▸ **TASK BRIEF**
Extend the passage on French translations of Hafez, picking up right after its final sentence.

*** SOURCE

The first work in French to mention Hafez was Les six voyages written by Jean-Baptiste Tavernier (q.v.; 1605-89) in 1676, in which Tavernier described Hafez’s tomb (see HAFEZ xiv). The first translation of one of his poems into French appeared in the Voyages (1686, repr., 1711) of Jean Chardin (q.v.; 1643-1713). However, the first complete translation of all of Hafez’s ḡ azals (q.v.) was published in 2006 by Charles-Henri de Fouchécour, well over three centuries after the first reference to the poet in a French work, whereas the complete translation of the Divān in German by Joseph von Hammer (1812) and in English by Henry Wilberforce Clarke (1891) had already appeared in the 19th century (see HAFEZ x and HAFEZ xi).
Between 1686 (Chardin) and 2006 (Fouchécour), there were several incomplete translations, ranging from only a few ḡ azals to about a hundred. Paradoxically, the first extensive translation in French was by the Anglo-Welsh Sir William Jones (q.v.; 1746-94). In 1770, Jones translated verses of three ḡ azals in his Histoire de Nader Chah and ten complete ḡ azals in Un traité sur la poésie orientale, where he provided two translations for each ḡ azal. In his account of Nader Shah, Jones translated the three ḡ azals into French verse (repr., V, pp. 46, 107, 115-16) and also offered a literal translation for each at the end (repr., V, pp. 229-30). In Un traité sur la poésie orientale, he did the opposite: In his initial description of the poetic genre (repr., V, pp. 463-71), Jones gave literal translations of ten ḡ azals, followed at the end of the book by verse translations of those and others (repr., V, pp. 484-503). The first translators to translate more ḡ azals into French were Charles Devillers and Arthur Guy (1874-1945). Devillers translated 124 ḡ azals in 1922, and Guy provided a translation of 175 ḡ azals in 1927, despite his intention to translate 573 as stated in his introduction (p. ix).
It is also paradoxical that for the most famous Persian poet there are only about 20 translations in French, in comparison to Khayyam’s (q.v.) quatrains, which were translated at least 119 times. The reason for this apparent imbalance is most probably due to the degree of difficulty in translating Hafez, but also to the need for a deep understanding of his poetry, whether regarded as lyrical or mystical. The first translators, such as Auguste Herbin (1783-1806) in 1806 and Jean-Baptiste-André Grangeret de Lagrange (1790-1859) in 1813 and 1814, pointed out that Hafez could be compared to the Greek lyric poet Anacreon (570-488 BCE) or to the Roman lyric poet Horace (65-8 BCE). On the other hand, A. L. M. Nicolas (1864-1939), in his explanatory notes on some verses, interpreted Hafez’s poetry as mystical (1898). Nevertheless, all three translators chose to translate the “beloved” Hafez celebrates in his poems without the initial capital letter and usually as a feminine word: “bien-aimée” (Grangeret, 1813 in all the three translated poems; Nicolas, p. 5, for example), and even “notre mie” in Nicolas’ translation, adding a footnote explaining its meaning as “la divinité, objet de notre unique amour” (p. 59). Some other translators, however, almost systematically translated “beloved” with an initial capital letter and as a masculine word: “Aimé,” for example, is used systematically in translations by Guy and Fouchécour. The understanding of Hafez’s poetry is therefore indispensable and decisive for its translation into French.

******
*** SUPPLIED MATERIAL

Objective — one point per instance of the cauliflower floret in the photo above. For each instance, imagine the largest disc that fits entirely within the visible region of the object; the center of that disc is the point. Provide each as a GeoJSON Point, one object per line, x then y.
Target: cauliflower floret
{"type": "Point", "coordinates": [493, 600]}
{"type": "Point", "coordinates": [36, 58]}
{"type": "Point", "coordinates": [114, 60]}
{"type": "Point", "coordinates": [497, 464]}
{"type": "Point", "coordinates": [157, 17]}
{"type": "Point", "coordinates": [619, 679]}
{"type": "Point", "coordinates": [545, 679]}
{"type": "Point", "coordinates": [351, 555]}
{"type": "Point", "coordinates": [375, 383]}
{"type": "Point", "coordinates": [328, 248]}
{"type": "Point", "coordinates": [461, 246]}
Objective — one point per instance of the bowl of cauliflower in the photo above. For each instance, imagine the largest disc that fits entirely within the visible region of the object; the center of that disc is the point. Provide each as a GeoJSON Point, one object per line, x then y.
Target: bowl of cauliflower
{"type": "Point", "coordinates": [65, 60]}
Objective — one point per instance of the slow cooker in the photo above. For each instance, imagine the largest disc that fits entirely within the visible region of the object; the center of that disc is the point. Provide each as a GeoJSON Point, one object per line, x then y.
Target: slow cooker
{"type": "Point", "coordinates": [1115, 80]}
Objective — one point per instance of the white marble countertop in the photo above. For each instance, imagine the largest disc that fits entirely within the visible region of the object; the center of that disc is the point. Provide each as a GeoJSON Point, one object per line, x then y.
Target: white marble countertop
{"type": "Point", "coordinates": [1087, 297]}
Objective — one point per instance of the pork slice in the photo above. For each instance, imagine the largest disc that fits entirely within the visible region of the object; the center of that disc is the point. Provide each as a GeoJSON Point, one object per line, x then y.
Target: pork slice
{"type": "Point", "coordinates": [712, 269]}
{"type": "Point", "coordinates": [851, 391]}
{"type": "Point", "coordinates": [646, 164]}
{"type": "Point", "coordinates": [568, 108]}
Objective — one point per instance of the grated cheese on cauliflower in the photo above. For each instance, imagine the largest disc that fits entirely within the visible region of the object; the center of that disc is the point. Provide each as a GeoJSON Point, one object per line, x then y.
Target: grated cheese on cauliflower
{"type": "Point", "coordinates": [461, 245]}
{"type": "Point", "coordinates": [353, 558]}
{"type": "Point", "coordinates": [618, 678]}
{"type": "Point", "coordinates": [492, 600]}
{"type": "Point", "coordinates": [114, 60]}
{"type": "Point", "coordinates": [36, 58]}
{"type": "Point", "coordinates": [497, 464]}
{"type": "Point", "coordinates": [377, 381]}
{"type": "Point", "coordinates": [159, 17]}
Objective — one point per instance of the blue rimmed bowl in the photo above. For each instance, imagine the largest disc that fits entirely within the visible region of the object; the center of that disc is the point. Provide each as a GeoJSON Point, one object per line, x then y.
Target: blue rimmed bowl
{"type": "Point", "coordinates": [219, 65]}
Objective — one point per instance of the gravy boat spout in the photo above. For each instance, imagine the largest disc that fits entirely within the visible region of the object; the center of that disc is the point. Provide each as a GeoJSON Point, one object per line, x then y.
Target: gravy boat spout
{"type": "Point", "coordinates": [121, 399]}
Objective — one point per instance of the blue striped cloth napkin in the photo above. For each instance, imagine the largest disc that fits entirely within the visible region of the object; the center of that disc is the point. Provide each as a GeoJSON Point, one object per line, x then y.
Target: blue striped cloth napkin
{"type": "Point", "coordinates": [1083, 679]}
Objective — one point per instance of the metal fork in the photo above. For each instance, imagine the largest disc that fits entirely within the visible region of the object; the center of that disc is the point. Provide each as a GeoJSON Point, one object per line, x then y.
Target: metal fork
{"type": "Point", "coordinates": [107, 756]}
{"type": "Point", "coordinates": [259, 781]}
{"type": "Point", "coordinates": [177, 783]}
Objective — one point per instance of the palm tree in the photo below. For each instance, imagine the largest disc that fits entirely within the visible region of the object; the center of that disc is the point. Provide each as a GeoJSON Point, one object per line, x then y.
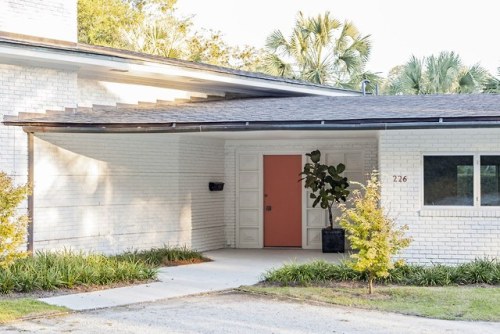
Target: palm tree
{"type": "Point", "coordinates": [492, 84]}
{"type": "Point", "coordinates": [320, 49]}
{"type": "Point", "coordinates": [442, 74]}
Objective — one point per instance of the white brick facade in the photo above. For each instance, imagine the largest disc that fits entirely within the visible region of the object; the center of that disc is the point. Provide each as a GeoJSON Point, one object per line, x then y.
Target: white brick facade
{"type": "Point", "coordinates": [344, 142]}
{"type": "Point", "coordinates": [110, 193]}
{"type": "Point", "coordinates": [450, 235]}
{"type": "Point", "coordinates": [54, 19]}
{"type": "Point", "coordinates": [29, 89]}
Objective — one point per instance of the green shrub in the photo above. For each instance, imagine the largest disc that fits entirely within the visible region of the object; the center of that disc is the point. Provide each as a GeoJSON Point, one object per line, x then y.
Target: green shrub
{"type": "Point", "coordinates": [483, 271]}
{"type": "Point", "coordinates": [162, 256]}
{"type": "Point", "coordinates": [67, 269]}
{"type": "Point", "coordinates": [13, 226]}
{"type": "Point", "coordinates": [372, 233]}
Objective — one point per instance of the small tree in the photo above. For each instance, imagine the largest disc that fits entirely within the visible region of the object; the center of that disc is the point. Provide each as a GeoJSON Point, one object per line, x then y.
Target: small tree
{"type": "Point", "coordinates": [372, 233]}
{"type": "Point", "coordinates": [12, 225]}
{"type": "Point", "coordinates": [326, 183]}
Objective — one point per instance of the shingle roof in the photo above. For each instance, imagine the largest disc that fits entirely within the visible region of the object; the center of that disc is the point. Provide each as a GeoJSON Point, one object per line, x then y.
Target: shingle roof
{"type": "Point", "coordinates": [298, 111]}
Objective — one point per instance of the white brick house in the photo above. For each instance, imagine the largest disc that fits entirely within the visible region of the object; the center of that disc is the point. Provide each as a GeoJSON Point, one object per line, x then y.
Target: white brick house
{"type": "Point", "coordinates": [110, 174]}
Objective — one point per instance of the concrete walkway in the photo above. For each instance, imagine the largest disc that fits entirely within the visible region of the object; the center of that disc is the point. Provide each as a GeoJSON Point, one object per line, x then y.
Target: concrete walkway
{"type": "Point", "coordinates": [230, 269]}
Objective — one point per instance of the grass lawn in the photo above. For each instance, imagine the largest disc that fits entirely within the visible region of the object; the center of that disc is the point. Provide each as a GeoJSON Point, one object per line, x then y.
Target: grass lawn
{"type": "Point", "coordinates": [19, 308]}
{"type": "Point", "coordinates": [451, 302]}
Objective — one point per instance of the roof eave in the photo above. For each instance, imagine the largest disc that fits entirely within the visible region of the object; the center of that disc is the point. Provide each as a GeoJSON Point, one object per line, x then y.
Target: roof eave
{"type": "Point", "coordinates": [106, 63]}
{"type": "Point", "coordinates": [245, 126]}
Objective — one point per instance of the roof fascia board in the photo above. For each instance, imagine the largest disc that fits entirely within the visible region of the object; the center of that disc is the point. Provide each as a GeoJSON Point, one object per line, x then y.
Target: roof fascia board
{"type": "Point", "coordinates": [172, 128]}
{"type": "Point", "coordinates": [61, 59]}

******

▸ **RESPONSE TO THIS EXERCISE**
Translators themselves were and still are aware of the possibility of ambiguities that the Persian language allows and with which Hafez plays (see, e.g., the introduction of Lazard, 2010, pp. 31-32). Some of the most frequently used words and notions by Hafez, including the highly problematic rend and rendi (see HAFEZ viii. HAFEZ AND RENDI) are also the most complex to translate. This point was further highlighted by Gilbert Lazard (1920-2018), who explained that he translated the frequently occurring notion of rendi in Hafez’s ḡ azals by using several different words in French, depending on the context: “libertin,” “hors-la-loi,” “sans foi ni loi,” “vaurien,” “errant,” “homme libre” (2010, p. 32). Fouchécour on the contrary, always translates rendi using the French word: “libertinage” (pp. 89-90). Some poetic images are similarly almost impossible to translate as they are foreign to French culture and sensibility. In such cases, translators almost always chose to change them or leave them untranslated. This is the case with sel ‘salt’ (Pers. namak) and r ôti ‘roasted meat’ (Pers. kabāb) in the twelfth ḡ azal translated by Nicolas (see his explanation of the choices he made in his translation, pp. v-vii; the use of “roasted meat” only appears in the preface).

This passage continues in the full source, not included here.